#### TASK GOAL
Copy out all the lines exactly. Omit pictures.

* start PROVIDED MATERIAL *

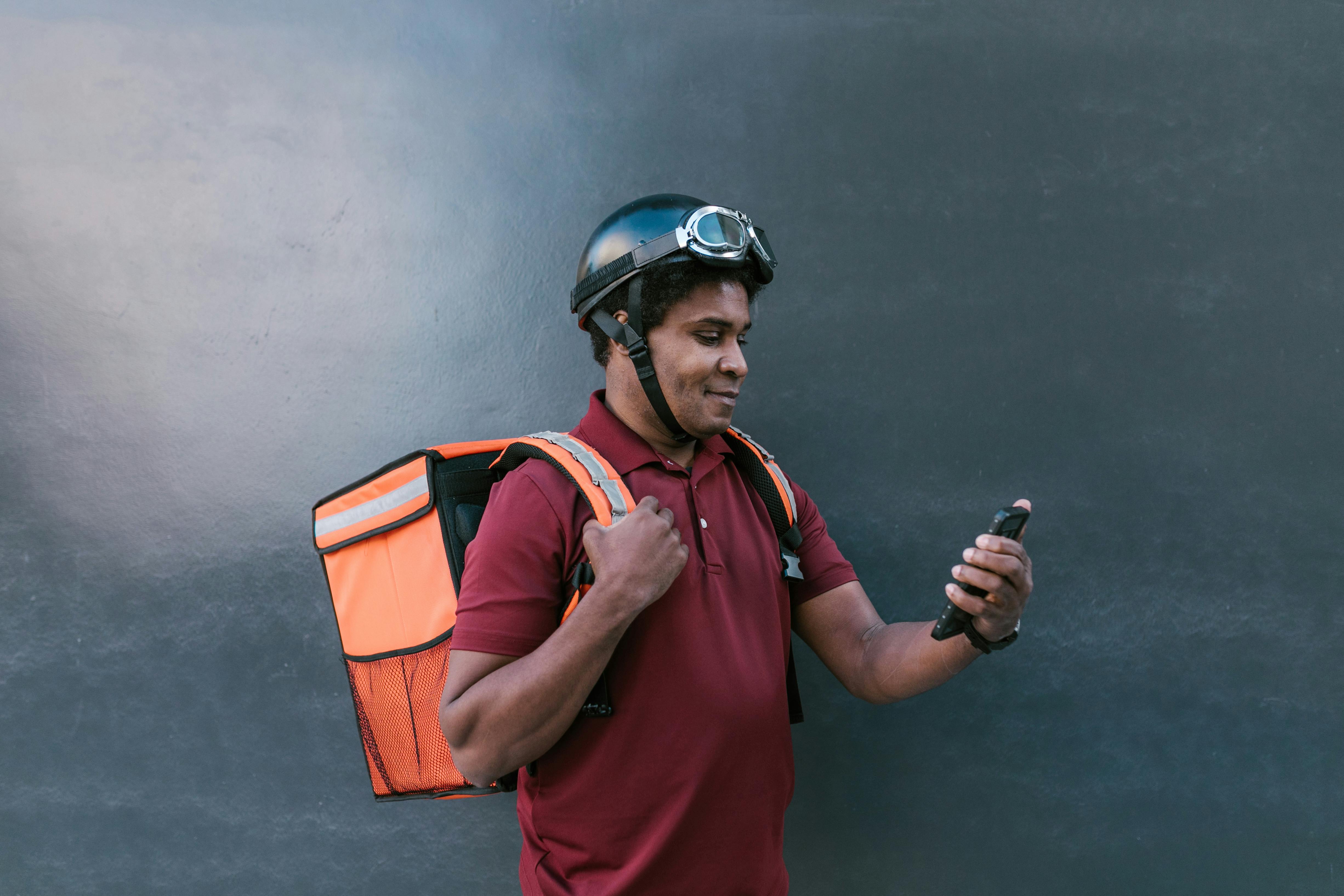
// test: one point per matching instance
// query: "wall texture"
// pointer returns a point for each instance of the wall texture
(1087, 253)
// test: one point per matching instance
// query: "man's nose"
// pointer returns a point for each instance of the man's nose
(734, 363)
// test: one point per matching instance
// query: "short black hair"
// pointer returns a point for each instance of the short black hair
(664, 287)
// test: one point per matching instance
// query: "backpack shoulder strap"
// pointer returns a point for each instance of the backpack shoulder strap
(771, 484)
(773, 487)
(590, 473)
(605, 494)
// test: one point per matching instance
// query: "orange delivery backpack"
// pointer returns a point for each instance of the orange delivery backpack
(393, 546)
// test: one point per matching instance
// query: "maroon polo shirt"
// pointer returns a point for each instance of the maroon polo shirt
(683, 789)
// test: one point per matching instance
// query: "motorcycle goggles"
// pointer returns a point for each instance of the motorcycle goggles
(712, 234)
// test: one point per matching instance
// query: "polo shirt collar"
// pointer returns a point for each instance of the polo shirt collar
(627, 451)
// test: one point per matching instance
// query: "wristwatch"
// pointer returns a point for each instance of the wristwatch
(979, 643)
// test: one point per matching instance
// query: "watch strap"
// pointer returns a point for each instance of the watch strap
(979, 643)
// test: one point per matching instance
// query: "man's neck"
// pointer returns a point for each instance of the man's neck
(636, 416)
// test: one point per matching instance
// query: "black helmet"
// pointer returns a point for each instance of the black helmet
(664, 227)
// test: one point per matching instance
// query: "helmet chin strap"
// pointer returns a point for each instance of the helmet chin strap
(631, 335)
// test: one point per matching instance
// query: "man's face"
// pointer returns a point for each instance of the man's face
(698, 355)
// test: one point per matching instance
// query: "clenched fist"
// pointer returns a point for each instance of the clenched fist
(635, 561)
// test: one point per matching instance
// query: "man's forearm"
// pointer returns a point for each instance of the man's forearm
(518, 713)
(901, 660)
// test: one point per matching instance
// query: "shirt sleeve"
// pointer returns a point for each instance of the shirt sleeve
(515, 567)
(822, 562)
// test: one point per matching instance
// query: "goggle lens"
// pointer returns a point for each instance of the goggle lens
(721, 232)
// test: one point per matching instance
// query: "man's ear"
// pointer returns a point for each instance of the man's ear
(621, 318)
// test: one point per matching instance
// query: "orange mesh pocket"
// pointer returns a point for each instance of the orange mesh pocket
(397, 706)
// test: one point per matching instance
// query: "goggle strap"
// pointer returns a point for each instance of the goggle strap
(611, 275)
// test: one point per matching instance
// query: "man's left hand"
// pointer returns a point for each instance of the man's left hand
(1002, 567)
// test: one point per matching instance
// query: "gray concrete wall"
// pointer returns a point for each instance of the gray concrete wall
(1085, 253)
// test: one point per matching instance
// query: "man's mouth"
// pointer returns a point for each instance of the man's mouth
(728, 397)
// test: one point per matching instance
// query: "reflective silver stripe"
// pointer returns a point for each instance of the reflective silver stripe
(775, 468)
(371, 508)
(609, 487)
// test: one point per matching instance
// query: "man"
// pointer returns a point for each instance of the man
(683, 789)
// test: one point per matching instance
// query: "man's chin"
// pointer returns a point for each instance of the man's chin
(706, 426)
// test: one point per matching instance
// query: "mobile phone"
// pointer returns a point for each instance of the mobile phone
(1008, 523)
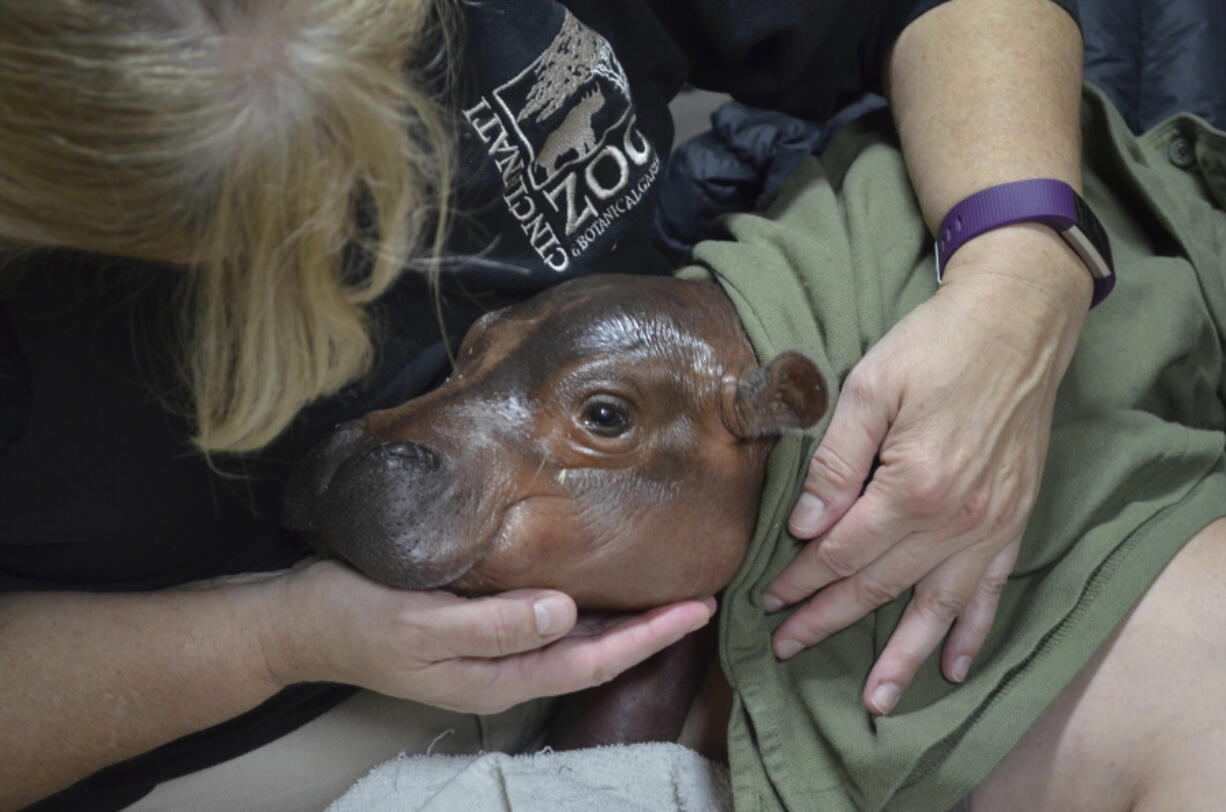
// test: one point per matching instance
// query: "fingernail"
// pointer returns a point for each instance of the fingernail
(885, 697)
(788, 648)
(551, 615)
(807, 514)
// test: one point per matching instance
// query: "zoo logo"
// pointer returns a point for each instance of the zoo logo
(563, 136)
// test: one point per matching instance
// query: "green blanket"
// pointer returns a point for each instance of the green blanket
(1135, 465)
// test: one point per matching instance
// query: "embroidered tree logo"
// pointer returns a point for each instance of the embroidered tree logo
(574, 55)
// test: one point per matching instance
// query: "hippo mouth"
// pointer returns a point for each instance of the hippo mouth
(392, 510)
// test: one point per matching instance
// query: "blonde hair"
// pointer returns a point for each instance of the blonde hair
(270, 147)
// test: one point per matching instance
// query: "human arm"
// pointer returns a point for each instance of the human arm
(955, 402)
(90, 680)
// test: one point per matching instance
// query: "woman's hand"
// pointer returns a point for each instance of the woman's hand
(478, 655)
(955, 405)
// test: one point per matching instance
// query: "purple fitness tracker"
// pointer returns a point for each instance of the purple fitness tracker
(1051, 203)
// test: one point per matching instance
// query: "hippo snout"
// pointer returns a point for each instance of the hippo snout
(375, 505)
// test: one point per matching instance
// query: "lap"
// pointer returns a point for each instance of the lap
(1143, 724)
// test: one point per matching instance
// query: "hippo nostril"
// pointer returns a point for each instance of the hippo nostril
(411, 453)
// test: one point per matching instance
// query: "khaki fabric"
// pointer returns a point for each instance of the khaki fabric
(1135, 465)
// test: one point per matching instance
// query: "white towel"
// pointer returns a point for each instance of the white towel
(633, 778)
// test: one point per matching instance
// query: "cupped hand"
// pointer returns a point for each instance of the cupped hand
(954, 405)
(326, 622)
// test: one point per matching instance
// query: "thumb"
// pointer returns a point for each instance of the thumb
(502, 624)
(842, 460)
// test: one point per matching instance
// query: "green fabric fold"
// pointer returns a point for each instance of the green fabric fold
(1134, 469)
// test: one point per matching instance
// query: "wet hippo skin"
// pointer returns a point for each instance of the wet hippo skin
(606, 438)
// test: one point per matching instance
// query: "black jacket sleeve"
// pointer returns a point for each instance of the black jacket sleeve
(808, 58)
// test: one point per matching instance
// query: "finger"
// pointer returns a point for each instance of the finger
(578, 662)
(975, 622)
(841, 463)
(938, 601)
(497, 626)
(871, 529)
(846, 601)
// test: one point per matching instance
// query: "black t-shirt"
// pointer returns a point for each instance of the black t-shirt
(564, 128)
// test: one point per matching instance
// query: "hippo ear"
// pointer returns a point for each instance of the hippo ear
(788, 393)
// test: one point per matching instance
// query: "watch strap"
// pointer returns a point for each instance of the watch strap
(1047, 201)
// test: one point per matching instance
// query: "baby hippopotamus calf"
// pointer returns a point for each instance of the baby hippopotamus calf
(606, 438)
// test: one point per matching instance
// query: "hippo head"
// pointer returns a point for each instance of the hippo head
(606, 438)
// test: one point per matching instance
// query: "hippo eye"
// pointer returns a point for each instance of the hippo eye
(606, 418)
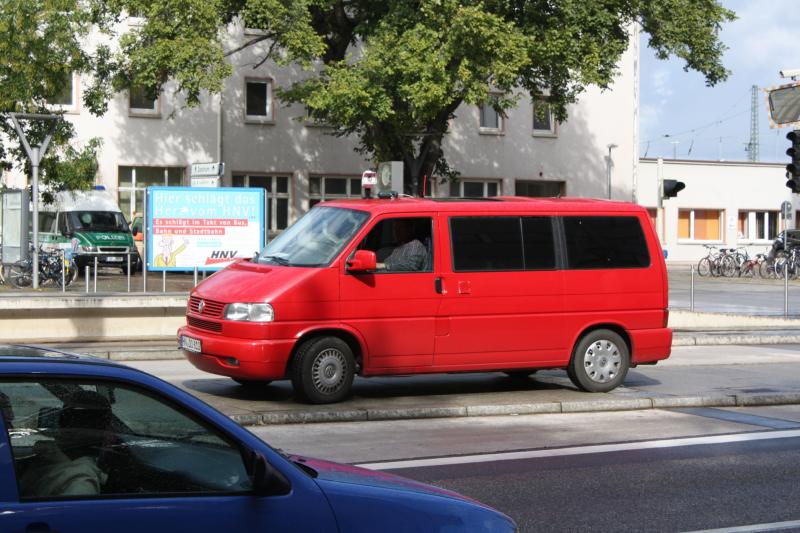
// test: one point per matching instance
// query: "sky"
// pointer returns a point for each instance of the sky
(713, 123)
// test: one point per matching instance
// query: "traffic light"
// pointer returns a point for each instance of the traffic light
(672, 188)
(793, 168)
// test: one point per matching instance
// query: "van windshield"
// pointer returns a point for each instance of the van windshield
(96, 221)
(314, 240)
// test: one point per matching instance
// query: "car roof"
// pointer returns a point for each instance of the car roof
(32, 353)
(494, 204)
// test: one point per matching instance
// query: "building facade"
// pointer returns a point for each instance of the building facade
(725, 204)
(264, 143)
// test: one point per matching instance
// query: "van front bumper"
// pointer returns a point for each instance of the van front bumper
(250, 359)
(650, 345)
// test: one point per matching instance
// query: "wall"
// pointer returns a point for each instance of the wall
(731, 187)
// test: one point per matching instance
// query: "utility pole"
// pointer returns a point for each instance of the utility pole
(35, 154)
(753, 145)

* end PROVIDED MATERIAL *

#### CORRECT ANSWER
// test: one point per matching instance
// query: "wall texture"
// pointer returns a point for each instance of the wall texture
(1087, 253)
// test: one point per matching instance
// query: "man's nose"
// pointer returns a point for each instance of the man's nose
(734, 363)
// test: one point per matching instance
// query: "short black hair"
// pointer returns a point for each instance of the short black hair
(664, 287)
// test: one point per matching instance
// query: "backpack shoulder strap"
// pointer returns a point for each instance of the backpack shoulder strap
(771, 484)
(773, 487)
(590, 473)
(605, 494)
// test: one point per matching instance
// query: "orange delivery backpack"
// pointer returns a point for each instance of the orange delivery backpack
(393, 546)
// test: one point per matching instance
// query: "maroon polo shirt"
// pointer returns a point for each instance of the maroon polo shirt
(683, 789)
// test: one point per matching instance
// query: "motorcycle goggles"
// pointer returns a point for each instance of the motorcycle goggles
(712, 234)
// test: one point per matching instance
// query: "polo shirt collar"
// pointer returns a point for each instance of the polo shirt collar
(627, 451)
// test: one point per matching instance
// query: "wristwatch"
// pointer returns a point for each instance of the wristwatch
(979, 643)
// test: one point per matching instance
// query: "watch strap"
// pointer returns a point for each instance of the watch strap
(979, 643)
// test: one point per matching instance
// query: "man's neck"
// pointer returns a point for each instance of the man's neck
(636, 416)
// test: one point per matching instance
// query: "black helmet"
// pointer returns a point for each instance of the black helmet
(664, 227)
// test: one point per matching instance
// query: "helmet chin strap"
// pointer returns a point for each instance of the helmet chin strap
(631, 335)
// test: one point per matching instance
// query: "man's face"
// pointer returns a point for each instance of the man's face
(698, 355)
// test: one point per matching instance
// query: "clenched fist"
// pointer returns a point for each instance of the clenched fist
(635, 561)
// test: one point per matching instance
// query: "man's forearm"
// pointer returns a point for each instance of the man's forearm
(518, 713)
(901, 660)
// test: one point per matching instance
// query: "shirt sleeve"
// pointer returns a point for each instance of the shirt sleeve
(515, 567)
(822, 562)
// test: one point per matching instance
// query: "goggle lens"
// pointer returns a point for each instance of the goggle lens
(721, 232)
// test: one point per matching instance
// query: "man's ear"
// pointer returns a point for each instance of the man's ear
(621, 318)
// test: one point per matching instance
// query: "orange mesh pocket"
// pointer returns a point for each instance of the orange mesh pocket
(397, 706)
// test: one point per matching instance
// query: "goggle strap"
// pointer returns a point for each instance of the goggle strap
(611, 275)
// test: one point per matching instance
// query: "man's left hand"
// pointer returns a point for each instance of the man's left hand
(1002, 567)
// test: one point per matching instance
// query: "gray concrete wall"
// pointer returns a point for each instance of the gray concrete wall
(1085, 253)
// test: one point per matching instance
// query: "man's mouth"
// pointer returns a point for each instance of the man's mouth
(728, 397)
// test: one point per matching instance
// query: "reflective silver stripe"
// pointer returns a point for each instance of the reflective silver stripe
(775, 468)
(371, 508)
(609, 487)
// test: one point per matching instance
// query: "man"
// pointer returns a point for each instance of the man
(683, 789)
// test: one point per matching instance
// query: "man's chin"
// pointer returns a point for each instance of the man's chin
(706, 426)
// test: one point per matching instance
// query: "mobile phone"
// pointer returns a point for each instance of the mobile phone
(1008, 523)
// test: one point per matching instance
// query: "fingernail"
// pointer returns a point for each instance of the fingernail
(885, 697)
(788, 648)
(551, 615)
(807, 514)
// test: one point per matching instance
// query: "zoo logo"
// pointer returns a point for each instance of the zoo logo
(563, 136)
// test: one point per matching instance
// query: "green blanket"
// pointer returns a point for each instance of the green blanket
(1135, 465)
// test: one point per matching instance
// query: "embroidered tree logo"
// pointer returns a point for each instance of the embroidered tree logo
(574, 55)
// test: one point per matching instance
// query: "hippo mouth"
// pointer returns a point for each instance of the hippo mouth
(392, 510)
// test: one point per matching instance
// query: "blonde hair"
// pointer returns a point for each instance of the blonde hair
(270, 147)
// test: one point per matching instance
// query: "human arm"
// pointer returns a point for each instance of the human arm
(955, 402)
(90, 680)
// test: one point per matching instance
// query: "woman's hand"
// pointer returns a point for each instance of the woman's hand
(478, 655)
(955, 405)
// test: one point per matching instance
// query: "purple fitness tracker"
// pointer returns a point for each instance of the purple fitness tracker
(1051, 203)
// test: one point per matching instance
// query: "hippo snout"
// pointer returns a point for each instance of the hippo snout
(375, 505)
// test: one point per matching instance
// query: "lap"
// pointer returns a point for each instance of the lap
(1143, 724)
// test: one point per matching instance
// query: "hippo nostril"
// pointer returns a point for each instance of the hippo nostril
(411, 453)
// test: one point per matching instance
// query: "khaki fabric"
// pointer returns a point for each instance of the khaki fabric
(1135, 465)
// test: one point per matching instance
// query: "white towel"
// pointer returns a point for each instance of the white towel
(633, 778)
// test: one point per matching instance
// query: "cupped hand"
// pointer returns a point for each instance of the cupped hand
(954, 405)
(326, 622)
// test: one point per matching instance
// query: "thumb"
// pointer returns a point for each instance of the thumb
(502, 624)
(842, 460)
// test: one point per matching instance
// query: "green fabric fold"
// pointer returns a point for each instance of the green fabric fold
(1134, 469)
// test: one point per matching instance
// query: "wet hippo skin"
// pointer returns a point for each instance of the wet hippo skin
(606, 438)
// test: one point per matching instance
// query: "black jacket sleeve"
// pointer returns a point for each instance of the black jacket sleeve
(808, 58)
// test: one point per matching instance
// query: "finger"
// pointer returns a point for each instance of the finger
(578, 662)
(975, 622)
(841, 463)
(938, 601)
(497, 626)
(871, 529)
(846, 601)
// test: one point per matching instance
// query: "black t-shirt"
// pointer returns a point for each instance of the black t-shirt
(564, 128)
// test: one point per matching instance
// query: "hippo ear"
// pointer returns a point for each instance of the hippo ear
(788, 393)
// test: one point per matching instance
// query: "watch strap"
// pointer returns a point for each instance of the watch strap
(1047, 201)
// test: one point per matching instance
// query: "baby hippopotamus calf"
// pointer returns a point for each instance of the baby hippopotamus calf
(606, 438)
// test: one point per matching instance
// query: "hippo head"
// pointer returns a point for each instance of the hippo head
(606, 438)
// test: one point per matching instance
// query: "hippo eye"
// pointer returns a point for each instance of the hippo eye
(606, 418)
// test: one point per matching instance
// query: "sky"
// pointer returns a point for each instance of the sky
(713, 123)
// test: one point per matching instance
// query: "traffic light"
// pointer returns a point for each instance of the traffic light
(672, 188)
(793, 168)
// test: one point per matching instance
// query: "van windshield"
// pointer returns a point for each instance of the van windshield
(96, 221)
(314, 240)
// test: one point per matching instance
// query: "car roof"
// pointer returns a point for each instance of the car roof
(32, 353)
(494, 204)
// test: one point per matching instance
// query: "building facade"
// pointer returns a point for each instance of the building facade
(725, 204)
(264, 143)
// test: one point per matching instance
// query: "van front bumper"
// pointer returns a point for each instance of the van front bumper
(250, 359)
(650, 345)
// test: one point per matching instance
// query: "wall"
// pointer returns a point for each instance of the wall
(731, 187)
// test: one point per matching instance
// query: "utility pole"
// pointer returns a point for each instance of the utility pole
(35, 154)
(753, 145)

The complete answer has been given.